> EXERCISE
Reproduce the passage on the father's testimony word for word, from "It was the father's" up to and including "the [*3]child again.".

> GIVEN TEXT
=====
It was the father's testimony that his parenting style is more aggressive when it comes to discipline, while the mother's style is to pacify the child and give him what he wants, which does not prepare the child well for adult life. The father testified as to his belief that a father's role is to be a disciplinarian and a mother's role is to offer emotional support, which a father does not provide. He indicated that physical discipline can be effective to manage the child's behaviors, but conceded that professionals do not advise using this method because, in his opinion, it is politically incorrect for them to do so. The father also stated that he very much wants a relationship with the child and that he would not use corporal punishment on the [*3]child again.
=====
> DATASET ENTRIES
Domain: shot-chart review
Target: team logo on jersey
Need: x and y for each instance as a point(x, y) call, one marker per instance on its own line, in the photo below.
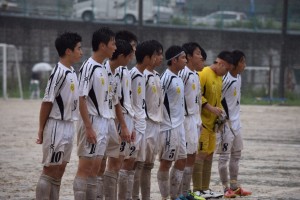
point(194, 86)
point(72, 87)
point(154, 89)
point(102, 81)
point(139, 88)
point(178, 90)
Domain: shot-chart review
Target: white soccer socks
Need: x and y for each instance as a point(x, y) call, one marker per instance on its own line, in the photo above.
point(197, 175)
point(130, 184)
point(163, 183)
point(175, 181)
point(122, 184)
point(91, 191)
point(47, 188)
point(146, 180)
point(79, 188)
point(206, 174)
point(137, 180)
point(186, 180)
point(99, 188)
point(110, 184)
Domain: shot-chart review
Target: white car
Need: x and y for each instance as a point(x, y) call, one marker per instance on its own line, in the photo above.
point(225, 17)
point(162, 14)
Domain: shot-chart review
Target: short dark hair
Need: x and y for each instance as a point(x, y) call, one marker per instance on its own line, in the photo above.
point(203, 53)
point(237, 55)
point(171, 52)
point(102, 35)
point(158, 46)
point(123, 47)
point(143, 49)
point(126, 35)
point(66, 40)
point(226, 56)
point(190, 47)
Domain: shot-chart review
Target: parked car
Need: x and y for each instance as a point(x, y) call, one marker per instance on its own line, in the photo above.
point(225, 17)
point(162, 14)
point(126, 10)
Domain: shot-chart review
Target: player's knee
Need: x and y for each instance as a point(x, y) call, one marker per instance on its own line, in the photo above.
point(236, 155)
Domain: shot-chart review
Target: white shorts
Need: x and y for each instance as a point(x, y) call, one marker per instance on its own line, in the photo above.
point(124, 147)
point(152, 133)
point(58, 138)
point(86, 149)
point(172, 144)
point(113, 144)
point(192, 133)
point(228, 142)
point(137, 148)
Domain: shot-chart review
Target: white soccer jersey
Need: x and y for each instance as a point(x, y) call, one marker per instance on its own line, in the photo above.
point(62, 91)
point(125, 97)
point(113, 90)
point(138, 99)
point(231, 96)
point(192, 92)
point(93, 84)
point(153, 96)
point(173, 94)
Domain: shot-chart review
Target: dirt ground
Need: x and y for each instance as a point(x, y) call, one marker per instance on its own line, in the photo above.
point(270, 164)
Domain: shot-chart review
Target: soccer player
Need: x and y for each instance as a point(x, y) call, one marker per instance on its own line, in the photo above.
point(230, 143)
point(94, 110)
point(122, 73)
point(211, 86)
point(121, 57)
point(153, 108)
point(145, 56)
point(172, 136)
point(192, 105)
point(58, 112)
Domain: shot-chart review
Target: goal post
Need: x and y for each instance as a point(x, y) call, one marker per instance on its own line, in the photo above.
point(4, 48)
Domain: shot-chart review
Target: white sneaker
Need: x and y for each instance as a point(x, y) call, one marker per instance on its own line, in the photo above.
point(210, 194)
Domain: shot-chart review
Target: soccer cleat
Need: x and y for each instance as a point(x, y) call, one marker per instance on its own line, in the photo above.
point(210, 194)
point(181, 197)
point(197, 195)
point(229, 193)
point(242, 192)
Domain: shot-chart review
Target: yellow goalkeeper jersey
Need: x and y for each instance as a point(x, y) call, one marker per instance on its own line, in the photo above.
point(211, 87)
=====
> EXERCISE OUTPUT
It was the father's testimony that his parenting style is more aggressive when it comes to discipline, while the mother's style is to pacify the child and give him what he wants, which does not prepare the child well for adult life. The father testified as to his belief that a father's role is to be a disciplinarian and a mother's role is to offer emotional support, which a father does not provide. He indicated that physical discipline can be effective to manage the child's behaviors, but conceded that professionals do not advise using this method because, in his opinion, it is politically incorrect for them to do so. The father also stated that he very much wants a relationship with the child and that he would not use corporal punishment on the [*3]child again.